Given entries
━━━━━━━━━━━━━━━━━━━━

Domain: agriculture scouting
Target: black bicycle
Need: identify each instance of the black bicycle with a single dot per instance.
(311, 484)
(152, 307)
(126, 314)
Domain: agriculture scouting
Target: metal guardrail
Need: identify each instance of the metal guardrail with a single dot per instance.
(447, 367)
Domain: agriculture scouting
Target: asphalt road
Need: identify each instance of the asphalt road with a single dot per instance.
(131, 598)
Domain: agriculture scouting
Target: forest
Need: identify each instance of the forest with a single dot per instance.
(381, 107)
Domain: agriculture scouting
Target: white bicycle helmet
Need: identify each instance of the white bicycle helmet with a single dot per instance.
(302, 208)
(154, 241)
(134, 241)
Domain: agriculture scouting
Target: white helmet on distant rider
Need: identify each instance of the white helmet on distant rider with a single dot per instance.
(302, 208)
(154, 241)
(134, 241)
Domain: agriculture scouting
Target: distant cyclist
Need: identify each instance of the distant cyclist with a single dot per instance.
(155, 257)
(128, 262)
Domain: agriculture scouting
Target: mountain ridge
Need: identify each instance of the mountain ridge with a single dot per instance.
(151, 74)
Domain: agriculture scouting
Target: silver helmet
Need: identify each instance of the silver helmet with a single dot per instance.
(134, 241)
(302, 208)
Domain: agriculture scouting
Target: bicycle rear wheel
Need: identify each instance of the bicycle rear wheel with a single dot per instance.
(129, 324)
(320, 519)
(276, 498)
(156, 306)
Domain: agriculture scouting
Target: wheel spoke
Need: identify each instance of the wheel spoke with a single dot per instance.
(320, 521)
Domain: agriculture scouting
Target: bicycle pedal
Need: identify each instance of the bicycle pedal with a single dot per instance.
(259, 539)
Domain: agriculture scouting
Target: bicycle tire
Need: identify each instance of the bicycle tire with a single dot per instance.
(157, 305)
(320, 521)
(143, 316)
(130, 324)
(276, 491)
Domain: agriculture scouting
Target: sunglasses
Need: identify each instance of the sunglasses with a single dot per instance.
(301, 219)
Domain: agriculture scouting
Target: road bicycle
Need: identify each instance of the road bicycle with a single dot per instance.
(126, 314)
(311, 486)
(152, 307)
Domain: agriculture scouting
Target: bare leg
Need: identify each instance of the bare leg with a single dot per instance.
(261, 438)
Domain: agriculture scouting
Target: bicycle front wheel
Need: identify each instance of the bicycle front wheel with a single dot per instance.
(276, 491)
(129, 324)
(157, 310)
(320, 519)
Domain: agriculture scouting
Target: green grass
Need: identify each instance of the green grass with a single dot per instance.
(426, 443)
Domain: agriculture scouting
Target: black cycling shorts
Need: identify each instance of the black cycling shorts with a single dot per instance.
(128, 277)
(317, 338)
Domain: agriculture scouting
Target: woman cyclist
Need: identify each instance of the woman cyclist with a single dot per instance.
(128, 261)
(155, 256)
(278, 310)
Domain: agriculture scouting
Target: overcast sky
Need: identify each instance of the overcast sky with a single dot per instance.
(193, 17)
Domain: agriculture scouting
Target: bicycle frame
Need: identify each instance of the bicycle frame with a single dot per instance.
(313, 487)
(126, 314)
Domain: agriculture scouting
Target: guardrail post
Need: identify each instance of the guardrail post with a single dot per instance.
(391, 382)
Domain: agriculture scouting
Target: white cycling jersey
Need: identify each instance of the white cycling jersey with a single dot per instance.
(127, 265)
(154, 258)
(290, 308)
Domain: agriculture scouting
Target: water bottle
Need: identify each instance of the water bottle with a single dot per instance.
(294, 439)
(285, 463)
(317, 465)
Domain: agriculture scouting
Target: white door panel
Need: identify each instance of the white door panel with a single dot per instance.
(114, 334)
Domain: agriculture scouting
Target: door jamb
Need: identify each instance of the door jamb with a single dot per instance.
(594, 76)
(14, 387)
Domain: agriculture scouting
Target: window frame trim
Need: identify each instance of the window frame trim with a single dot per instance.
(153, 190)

━━━━━━━━━━━━━━━━━━━━

Action item
Nothing in the data above may be skipped; repeat it all exactly.

Expected answer
Domain: agriculture scouting
Target: black bicycle
Need: identify each instance of the black bicycle with a single dot per instance.
(311, 484)
(152, 307)
(126, 314)
Domain: agriculture scouting
Target: metal guardrail
Need: identify each instance of the metal guardrail with a single dot per instance.
(447, 367)
Domain: agriculture scouting
Target: asphalt road
Need: identify each instance of the asphalt road with a single dot per instance.
(131, 598)
Domain: agriculture scouting
Target: forest
Need: identify each instance of the forest with a single dot per instance.
(381, 107)
Domain: agriculture scouting
Target: white bicycle helmet
Need: identify each instance of the white bicycle helmet with a single dot per instance.
(302, 208)
(154, 241)
(134, 241)
Domain: agriculture scouting
Target: white helmet on distant rider
Need: identify each instance of the white helmet on distant rider with a single dot per instance.
(302, 208)
(154, 241)
(134, 241)
Domain: agriculture scouting
Target: distant cyclist
Need: identify each instance of the distant cyclist with a single dot per instance.
(155, 257)
(128, 262)
Domain: agriculture scouting
Target: mountain ridge
Need: identify each instance of the mountain ridge with a single dot per instance.
(151, 74)
Domain: agriculture scouting
Target: silver helmet
Need: identify each instance of the silver helmet with a single dot per instance.
(134, 241)
(302, 208)
Domain: agriculture scouting
Target: bicycle rear wheel
Need: identify each instance of the bicycle rear wheel with a single dot per instance.
(129, 324)
(320, 519)
(276, 498)
(156, 306)
Domain: agriculture scouting
Target: wheel spoke
Need: identify each instance of the wheel spoke with a single dot per instance.
(320, 521)
Domain: agriculture scouting
Target: bicycle pedal
Need: identify each instance of the bicycle pedal with a single dot per instance.
(259, 539)
Domain: agriculture scouting
Target: bicycle tire
Need: identify each instance of the bicycle tire with a single dot per instance.
(157, 305)
(320, 521)
(143, 316)
(130, 324)
(276, 491)
Domain: agriculture scouting
Target: sunglasses
Need: identify each instance of the sunglasses with a single dot per instance.
(301, 219)
Domain: agriculture scouting
Target: road bicycle
Need: identify each instance of the road bicycle with a single dot per instance.
(126, 314)
(311, 486)
(152, 307)
Domain: agriculture scouting
Target: bare leg
Need: identify each instance of the bare leg with a single dot per instance.
(261, 438)
Domain: agriculture scouting
Target: bicycle front wheel
Need: identify each instance of the bicycle front wheel with a single dot per instance.
(276, 491)
(129, 324)
(157, 310)
(320, 519)
Domain: agriculture scouting
Target: green grass
Need: identify each instance of the green grass with a single dot per instance.
(426, 443)
Domain: agriculture scouting
Target: black cycling shorts
Need: identify each instance of the black cycling shorts with a single dot per instance.
(128, 277)
(317, 338)
Domain: agriculture scouting
Target: woman cyclist
Need: identify each instance of the woman cyclist with a single dot per instance.
(128, 261)
(155, 256)
(278, 310)
Domain: agriculture scouting
Target: overcast sky
Need: identify each instance of the overcast sky with a single dot per instance.
(193, 17)
Domain: agriculture scouting
Target: bicycle frame
Need: identify each instance of the bicycle frame with a single dot per instance.
(313, 487)
(126, 314)
Domain: agriculture scouting
Target: guardrail post
Need: identify each instance of the guardrail post with a single dot per instance.
(391, 382)
Domain: agriculture scouting
Target: white cycling jersey
Need: identify each instance of the white cycling jersey with a single dot per instance.
(127, 265)
(154, 258)
(290, 308)
Domain: agriculture scouting
Target: water bottle
Need: identify each instance of the water bottle with a single dot per instance.
(294, 439)
(285, 463)
(317, 465)
Domain: agriculture scouting
Target: white door panel
Need: identify each instance of the white door panel with a single dot per instance.
(114, 334)
Domain: agriculture scouting
Target: door jamb
Need: identify each instance of the door jamb with a single dot per instance.
(594, 76)
(14, 387)
Domain: agriculture scouting
Target: window frame trim
Need: identify each instance of the window frame trim with a single dot per instance.
(153, 190)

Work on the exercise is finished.